DATA PROVIDED:
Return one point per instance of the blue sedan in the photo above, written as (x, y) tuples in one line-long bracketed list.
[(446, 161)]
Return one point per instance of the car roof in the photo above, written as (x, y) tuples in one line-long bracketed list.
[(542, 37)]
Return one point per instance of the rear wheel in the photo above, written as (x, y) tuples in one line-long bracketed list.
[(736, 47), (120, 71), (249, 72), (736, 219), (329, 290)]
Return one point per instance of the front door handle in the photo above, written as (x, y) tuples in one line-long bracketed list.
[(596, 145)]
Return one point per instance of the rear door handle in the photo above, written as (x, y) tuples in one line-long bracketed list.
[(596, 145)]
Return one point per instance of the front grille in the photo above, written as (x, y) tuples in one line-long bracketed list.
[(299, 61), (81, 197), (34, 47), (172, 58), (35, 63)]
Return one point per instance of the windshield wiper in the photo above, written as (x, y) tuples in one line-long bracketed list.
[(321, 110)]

ACTION ITEM:
Output only the lines running from the line with "Return one point per instance of the front door" through the final line of the data, inclusive.

EXERCISE RESPONSE:
Return one point per instance of the front door handle in the photo above, written as (x, y) tuples in one line-long bracketed list.
[(596, 145)]
Return one point per instance of the rear door handle in the photo above, written as (x, y) tuples in one line-long bracketed list.
[(596, 145)]
Return one point per instance of the front grille in the photo above, written as (x, y) tuples in one line-long bracketed list.
[(299, 61), (81, 197), (34, 47), (172, 58), (35, 63)]
Return one point per instance of the windshield wiper in the photo above, written as (x, y) tuples in one line-long bracketed list.
[(321, 110)]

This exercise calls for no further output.